• [DOCUMENT EXTRACT]:
Much has been written about the brutal crimes of Peter Sutcliffe, the Yorkshire Ripper, and - 35 years after he was sentenced to life imprisonment for the murder of 13 women - scarcely a week goes by without some mention of him in the media.   

In any story featuring Sutcliffe, however, his victims are incidental, often reduced to a tableau of nameless faces. But each woman was much more than the manner of her death, and in Somebody’s Mother, Somebody’s Daughter, Carol Ann Lee tells, for the first time, the stories of those women who came into Sutcliffe’s murderous orbit, restoring their individuality to them and giving a voice to their families, including the 23 children whom he left motherless.  

Based on previously unpublished material and fresh firsthand interviews, the audiobook examines the Yorkshire Ripper story from a new perspective: focusing on the women and putting the listener in a similar position to those who lived through that time. The killer, although we know his identity, remains a shadowy figure throughout, present only as the perpetrator of the attacks.

• [STATED TASK]: Reproduce the audiobook description word for word, from start to finish. The data that comes next is from a separate source.

• [DATASET SECTION]:

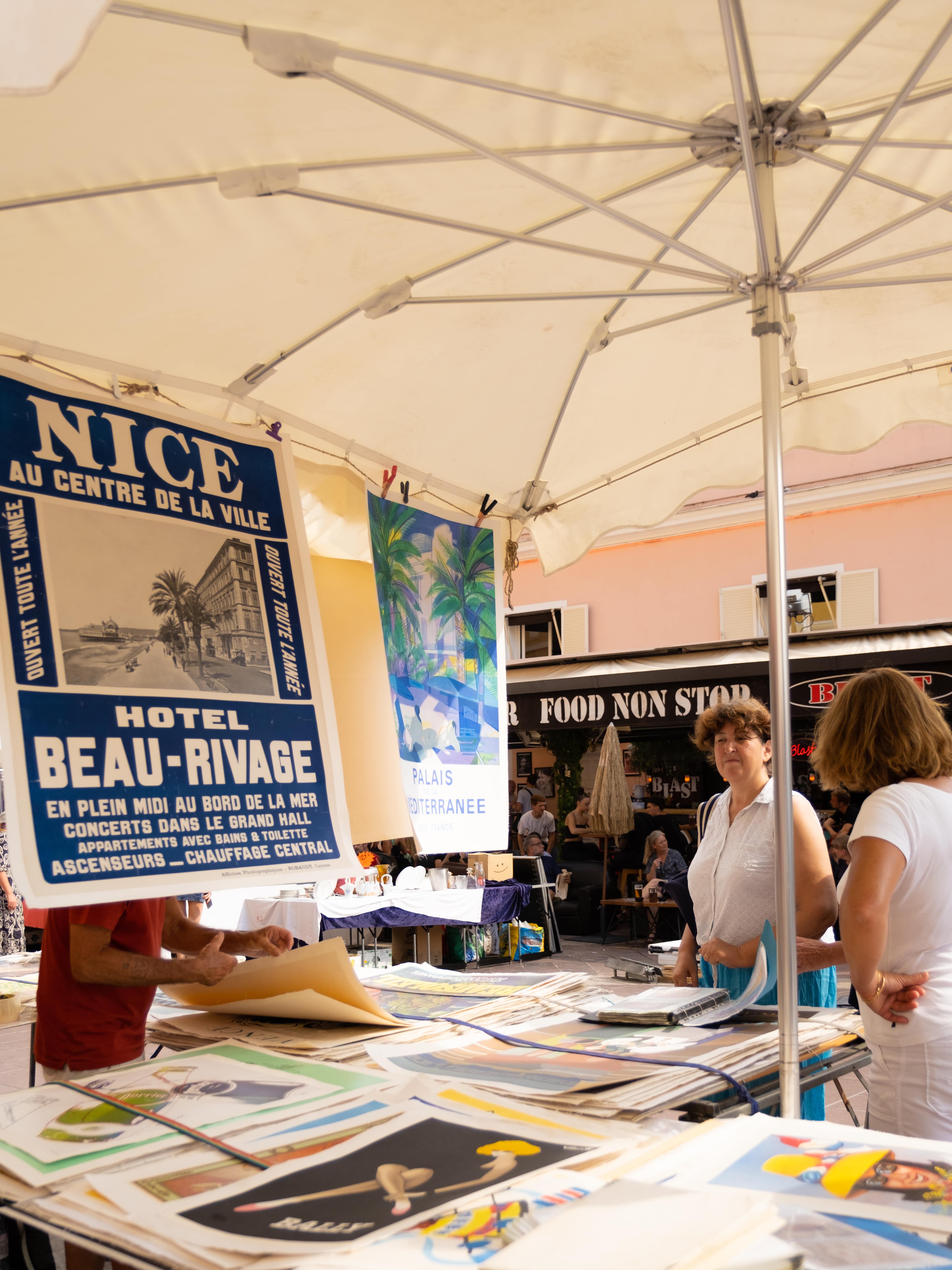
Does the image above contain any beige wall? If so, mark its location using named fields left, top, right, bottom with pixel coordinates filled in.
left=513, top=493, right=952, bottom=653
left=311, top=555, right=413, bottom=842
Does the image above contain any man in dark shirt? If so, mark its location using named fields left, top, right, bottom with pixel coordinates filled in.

• [EXERCISE RESPONSE]:
Much has been written about the brutal crimes of Peter Sutcliffe, the Yorkshire Ripper, and - 35 years after he was sentenced to life imprisonment for the murder of 13 women - scarcely a week goes by without some mention of him in the media.   

In any story featuring Sutcliffe, however, his victims are incidental, often reduced to a tableau of nameless faces. But each woman was much more than the manner of her death, and in Somebody’s Mother, Somebody’s Daughter, Carol Ann Lee tells, for the first time, the stories of those women who came into Sutcliffe’s murderous orbit, restoring their individuality to them and giving a voice to their families, including the 23 children whom he left motherless.  

Based on previously unpublished material and fresh firsthand interviews, the audiobook examines the Yorkshire Ripper story from a new perspective: focusing on the women and putting the listener in a similar position to those who lived through that time. The killer, although we know his identity, remains a shadowy figure throughout, present only as the perpetrator of the attacks.